• _ACTIVITY_
Using the interview transcript, answer these questions:
1. At what age did the guest get a job at a pizza parlor?
2. What positions had the guest's dad held at other companies?
3. Where did the guest work after being let go from the pizza parlor, and for how long?

• _SOURCE DOCUMENT_
↓

Guest: ... and I really want them to find purpose in life. I want them to go out, work hard, have incentive to work hard. I've, I've seen a lot of people, um, struggle when they have a lot. It's 'cause it's almost like this idea, if they're just-- if it's just given to them, how do you appreciate it, right? And also, how do you have the discipline? You know, the discipline I gained through entrepreneurship really gi- gives me a lot of investment discipline now, uh, to make wise decisions, uh, and knowing where to put my money.

Daniel Berk: Yeah.

Guest: So yeah, I, I worry that, you know, it's-- I almost wanna fake a bankruptcy in high school, like when they're in high school-

Daniel Berk: Yeah, yeah

Guest: ... so they understand it's okay to go back to not- to, to literally nothing, go, go live in an apartment, pretend to feel that way. My, uh, my parents really struggled financially wise from the time I was in the fifth grade through the 11th grade. In fact, my mom came to me and said, "I think we're gonna lose the house next month."

Daniel Berk: I have had a lot of these conversations now, and there's almost always a moment where you start to understand why someone built what they built. For David, this is that moment. Fifth grade through 11th grade, six years of watching his family lose almost everything while his dad, a former COO and CEO, tried to hold it together. The formative years, let's call it. I think this is why David sold every single company at the peak instead of holding. Every exit was a way of making sure that feeling could never really come back, and the money was sort of his path to making sure there was a sense of security. What he was really building every single time was security itself. Wow.

Guest: Uh, my dad, my dad was gone five days a week, um, you know, trying to make ends meet. And to be fair, he had, he had been a COO and a CEO of other companies, but when he tried to go take, uh, pieces of other companies, I, I don't think he was spread out across enough companies, and the ones he was in, it, it just didn't go well-

Daniel Berk: Mm-hmm

Guest: ... didn't end up working out. But that, I think that fear in me, it made me wanna have financial control of my life at a very early age, and it made me wanna go get a job when I was 14 at a pizza parlor. You know, I got let go from there after a year. I went and worked at McDonald's for a couple years.

↑

• _THE DATA_
↓

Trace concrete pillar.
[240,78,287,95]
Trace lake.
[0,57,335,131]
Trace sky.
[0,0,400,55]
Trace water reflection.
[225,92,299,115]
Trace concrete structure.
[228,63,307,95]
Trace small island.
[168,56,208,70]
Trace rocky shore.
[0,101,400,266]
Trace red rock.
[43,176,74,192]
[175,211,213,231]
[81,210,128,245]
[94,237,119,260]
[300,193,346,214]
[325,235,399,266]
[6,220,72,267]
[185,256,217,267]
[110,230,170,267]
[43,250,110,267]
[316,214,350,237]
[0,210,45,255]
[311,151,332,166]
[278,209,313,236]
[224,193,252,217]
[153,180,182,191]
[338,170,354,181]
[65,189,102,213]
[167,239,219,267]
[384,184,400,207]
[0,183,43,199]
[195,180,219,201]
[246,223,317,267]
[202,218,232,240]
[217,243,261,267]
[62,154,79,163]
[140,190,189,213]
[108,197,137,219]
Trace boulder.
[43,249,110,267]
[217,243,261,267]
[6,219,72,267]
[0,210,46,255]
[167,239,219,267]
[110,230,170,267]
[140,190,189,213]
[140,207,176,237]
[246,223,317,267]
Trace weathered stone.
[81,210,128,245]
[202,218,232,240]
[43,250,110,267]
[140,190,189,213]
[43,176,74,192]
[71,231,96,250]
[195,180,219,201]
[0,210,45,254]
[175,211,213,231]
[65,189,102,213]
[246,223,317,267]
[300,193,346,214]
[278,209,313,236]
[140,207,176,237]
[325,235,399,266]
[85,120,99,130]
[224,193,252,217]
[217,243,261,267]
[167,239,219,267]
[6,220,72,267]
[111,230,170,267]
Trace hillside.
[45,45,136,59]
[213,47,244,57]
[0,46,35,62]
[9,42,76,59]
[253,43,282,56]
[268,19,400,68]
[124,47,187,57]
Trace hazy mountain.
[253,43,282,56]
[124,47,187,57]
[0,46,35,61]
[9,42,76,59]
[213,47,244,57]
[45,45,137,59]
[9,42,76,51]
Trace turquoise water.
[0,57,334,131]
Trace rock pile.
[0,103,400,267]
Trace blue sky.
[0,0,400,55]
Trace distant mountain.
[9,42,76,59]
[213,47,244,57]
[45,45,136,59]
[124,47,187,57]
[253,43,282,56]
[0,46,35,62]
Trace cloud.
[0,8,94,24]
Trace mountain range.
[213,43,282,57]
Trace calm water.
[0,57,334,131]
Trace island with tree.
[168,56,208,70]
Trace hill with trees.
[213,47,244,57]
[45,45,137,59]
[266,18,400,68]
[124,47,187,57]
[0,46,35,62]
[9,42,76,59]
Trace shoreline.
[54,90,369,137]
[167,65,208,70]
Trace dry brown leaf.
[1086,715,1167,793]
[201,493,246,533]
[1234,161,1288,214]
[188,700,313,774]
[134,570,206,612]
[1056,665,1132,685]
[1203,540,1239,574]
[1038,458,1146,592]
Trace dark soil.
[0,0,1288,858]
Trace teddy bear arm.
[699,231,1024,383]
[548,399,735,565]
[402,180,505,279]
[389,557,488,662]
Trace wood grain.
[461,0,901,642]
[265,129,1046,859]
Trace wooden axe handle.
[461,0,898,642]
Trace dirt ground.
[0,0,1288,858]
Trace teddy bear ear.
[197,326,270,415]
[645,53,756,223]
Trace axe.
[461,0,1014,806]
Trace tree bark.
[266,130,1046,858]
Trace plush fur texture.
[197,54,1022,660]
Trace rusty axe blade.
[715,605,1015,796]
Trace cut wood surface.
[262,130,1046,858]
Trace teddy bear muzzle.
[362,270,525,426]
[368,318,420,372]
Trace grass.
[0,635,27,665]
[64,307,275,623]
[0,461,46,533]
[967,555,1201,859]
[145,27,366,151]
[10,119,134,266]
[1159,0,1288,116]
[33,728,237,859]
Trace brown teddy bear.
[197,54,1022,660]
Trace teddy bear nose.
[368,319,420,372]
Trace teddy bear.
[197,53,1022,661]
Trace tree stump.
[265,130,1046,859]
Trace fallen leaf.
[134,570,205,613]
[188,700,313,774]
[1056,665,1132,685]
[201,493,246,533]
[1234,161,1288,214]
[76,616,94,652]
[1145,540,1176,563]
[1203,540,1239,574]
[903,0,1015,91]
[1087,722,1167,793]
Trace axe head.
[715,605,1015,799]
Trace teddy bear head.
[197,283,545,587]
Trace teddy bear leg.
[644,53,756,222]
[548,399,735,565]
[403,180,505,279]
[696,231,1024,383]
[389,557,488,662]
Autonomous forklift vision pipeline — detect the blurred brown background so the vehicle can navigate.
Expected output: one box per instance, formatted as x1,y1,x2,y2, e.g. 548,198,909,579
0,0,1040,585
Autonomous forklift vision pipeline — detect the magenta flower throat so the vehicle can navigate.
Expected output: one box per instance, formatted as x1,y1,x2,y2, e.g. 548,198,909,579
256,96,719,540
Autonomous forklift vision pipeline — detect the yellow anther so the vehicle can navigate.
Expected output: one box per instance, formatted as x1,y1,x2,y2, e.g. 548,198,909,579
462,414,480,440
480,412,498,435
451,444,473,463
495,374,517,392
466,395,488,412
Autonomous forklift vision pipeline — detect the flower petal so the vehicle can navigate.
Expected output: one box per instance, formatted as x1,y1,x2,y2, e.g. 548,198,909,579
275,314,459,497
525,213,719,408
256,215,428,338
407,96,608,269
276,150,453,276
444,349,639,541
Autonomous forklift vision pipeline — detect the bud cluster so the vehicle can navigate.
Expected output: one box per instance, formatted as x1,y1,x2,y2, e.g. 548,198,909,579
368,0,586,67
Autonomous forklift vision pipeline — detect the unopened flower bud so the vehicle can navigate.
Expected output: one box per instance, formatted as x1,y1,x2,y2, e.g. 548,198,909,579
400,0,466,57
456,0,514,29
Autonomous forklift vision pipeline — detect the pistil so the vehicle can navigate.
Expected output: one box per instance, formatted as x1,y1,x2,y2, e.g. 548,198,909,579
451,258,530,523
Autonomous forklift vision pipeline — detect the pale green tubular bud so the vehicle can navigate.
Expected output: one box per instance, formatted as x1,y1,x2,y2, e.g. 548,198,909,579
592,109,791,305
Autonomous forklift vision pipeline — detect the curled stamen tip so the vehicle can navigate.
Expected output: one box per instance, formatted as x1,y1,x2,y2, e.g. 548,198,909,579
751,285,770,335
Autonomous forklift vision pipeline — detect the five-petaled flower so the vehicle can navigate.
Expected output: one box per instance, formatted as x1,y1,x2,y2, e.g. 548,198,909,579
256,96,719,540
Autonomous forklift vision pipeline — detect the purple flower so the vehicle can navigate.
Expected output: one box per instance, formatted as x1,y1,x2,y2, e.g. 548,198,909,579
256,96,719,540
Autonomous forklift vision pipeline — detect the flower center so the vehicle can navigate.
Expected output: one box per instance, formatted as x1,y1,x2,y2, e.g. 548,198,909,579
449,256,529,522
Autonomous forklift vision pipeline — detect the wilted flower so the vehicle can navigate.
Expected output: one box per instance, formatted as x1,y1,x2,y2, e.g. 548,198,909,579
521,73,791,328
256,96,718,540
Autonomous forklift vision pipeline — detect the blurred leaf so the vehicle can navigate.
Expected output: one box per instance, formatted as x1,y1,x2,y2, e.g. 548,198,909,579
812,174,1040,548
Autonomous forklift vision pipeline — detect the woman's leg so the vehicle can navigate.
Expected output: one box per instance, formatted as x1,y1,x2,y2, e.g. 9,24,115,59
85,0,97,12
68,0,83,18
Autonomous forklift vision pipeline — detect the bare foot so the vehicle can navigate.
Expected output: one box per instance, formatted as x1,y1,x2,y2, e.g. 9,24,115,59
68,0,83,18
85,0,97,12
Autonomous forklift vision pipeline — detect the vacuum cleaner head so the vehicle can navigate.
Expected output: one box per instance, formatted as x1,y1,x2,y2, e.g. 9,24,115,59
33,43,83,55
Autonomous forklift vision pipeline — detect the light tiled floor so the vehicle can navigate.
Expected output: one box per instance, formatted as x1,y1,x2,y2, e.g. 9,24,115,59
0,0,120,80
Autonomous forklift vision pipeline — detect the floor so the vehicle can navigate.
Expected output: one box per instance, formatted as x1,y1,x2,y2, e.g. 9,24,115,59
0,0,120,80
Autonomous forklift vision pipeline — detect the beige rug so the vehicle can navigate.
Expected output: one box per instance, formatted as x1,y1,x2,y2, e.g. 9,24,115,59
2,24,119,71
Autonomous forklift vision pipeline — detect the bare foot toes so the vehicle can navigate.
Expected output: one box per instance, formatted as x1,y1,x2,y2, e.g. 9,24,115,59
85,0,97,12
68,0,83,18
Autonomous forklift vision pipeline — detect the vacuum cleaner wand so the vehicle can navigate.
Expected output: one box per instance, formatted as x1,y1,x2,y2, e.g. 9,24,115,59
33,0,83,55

↑

• _WRITTEN REPLY_
1. At 14.
2. COO and CEO.
3. At McDonald's, for a couple of years.